━━ EXTRAIT DU DOCUMENT ━━

Qu’est-ce qui a bien pu piquer le président Emmanuel Macron pour qu’il raisonne pire que nous autres Nègres (au sens péjoratif) en matière de respect des lois en Afrique ? Sa déclaration faite dans la dernière parution de Jeune Afrique sur la candidature anticonstitutionnelle du président Alassane Ouattara à la présidentielle du 31 octobre dernier a laissé pantois plus d’un. Macron a fait des affirmations qui ne l’honorent pas en sa qualité de président de la grande France des valeurs démocratiques depuis des siècles. Quelles sont ces affirmations ? Citons-en deux :

PREMIEREMENT : Le président Macron trouve qu’il y a une différence entre le cas guinéen de violation de la Constitution par Alpha Condé pour se maintenir au pouvoir et celui de la Côte d’Ivoire avec Alassane Ouattara. Il trouve qu’en Guinée, la violation a été préméditée en modifiant la Constitution à cette fin. Et qu’en Côte d’Ivoire, Ouattara bénéficie d’une circonstance atténuante.

Mais quand il explique cette circonstance atténuante, le président français ne s’appuie pas sur des arguments juridiques mais sur un fondement émotionnel. A savoir qu’après le décès le 8 juillet 2020 de celui qu’il avait désigné comme candidat, en la personne du Premier ministre Amadou Gon Coulibaly, Alassane Ouattara n’avait plus une autre solution. C’est-à-dire qu’il n’avait plus sous la main un autre cadre du Rhdp digne d’être candidat à la présidentielle, parce que lui Ouattara ne l’a pas formé pendant des années comme il l’aurait fait pour le défunt candidat désigné. Une grosse injure à l’intelligence de tous ces jeunes cadres ivoiriens qui le suivent et lui vouent un véritable culte. Mais ça, c’est leur cuisine interne au Rhdp, dirait-on.

━━━
━━ DONNÉES FOURNIES ━━

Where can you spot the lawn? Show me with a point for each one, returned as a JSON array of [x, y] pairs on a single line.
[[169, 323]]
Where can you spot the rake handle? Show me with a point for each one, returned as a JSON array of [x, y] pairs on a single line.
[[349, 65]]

━━━

TRAVAIL DEMANDÉ:
**1.** Recopiez mot pour mot le passage du texte sur les propos de Macron au sujet de Ouattara, de "Mais quand il" à "au Rhdp, dirait-on.".
**2.** Poursuivez le texte sur les propos de Macron au sujet de Ouattara à la suite de sa dernière phrase.

RÉPONSES ATTENDUES:
**1.**
Mais quand il explique cette circonstance atténuante, le président français ne s’appuie pas sur des arguments juridiques mais sur un fondement émotionnel. A savoir qu’après le décès le 8 juillet 2020 de celui qu’il avait désigné comme candidat, en la personne du Premier ministre Amadou Gon Coulibaly, Alassane Ouattara n’avait plus une autre solution. C’est-à-dire qu’il n’avait plus sous la main un autre cadre du Rhdp digne d’être candidat à la présidentielle, parce que lui Ouattara ne l’a pas formé pendant des années comme il l’aurait fait pour le défunt candidat désigné. Une grosse injure à l’intelligence de tous ces jeunes cadres ivoiriens qui le suivent et lui vouent un véritable culte. Mais ça, c’est leur cuisine interne au Rhdp, dirait-on.

**2.**
Là où l’affirmation d’Emmanuel Macron est d’une rare gravité pour l’ensemble des Ivoiriens, c’est qu’elle émane d’un président jeune et sorti d’aucune écurie de vétérans. Un président qui a surpris toute la classe politique française par sa témérité et sa verve. Comme un indépendant, il n’avait aucun parrain politique à l’ombre de qui il a fait ses classes. Il est sorti, on peut le dire, du néant et a été élu par les Français. Comment un tel président peut-il cautionner la thèse selon laquelle on ne peut pas gouverner un pays tant qu’on n’a pas été parrainé par un devancier qui vous nourrit au biberon et vous porte à bout de bras jusqu’au Palais présidentiel ?

En outre, le président français dit qu’Alpha Condé a modifié sciemment la Constitution pour se maintenir au pouvoir alors que Ouattara a, lui, fait savoir qu’il ne se présentait plus pour un troisième mandat n’eût été le cas de décès du candidat désigné. Mais en faisant une telle affirmation, il ne se pose pas la question de savoir pourquoi Ouattara prétexte de ce que la modification de la Constitution intervenue le 8 novembre 2016 l’autorise à briguer un autre mandat qu’il appelle malicieusement « premier mandat de la IIIème République » ?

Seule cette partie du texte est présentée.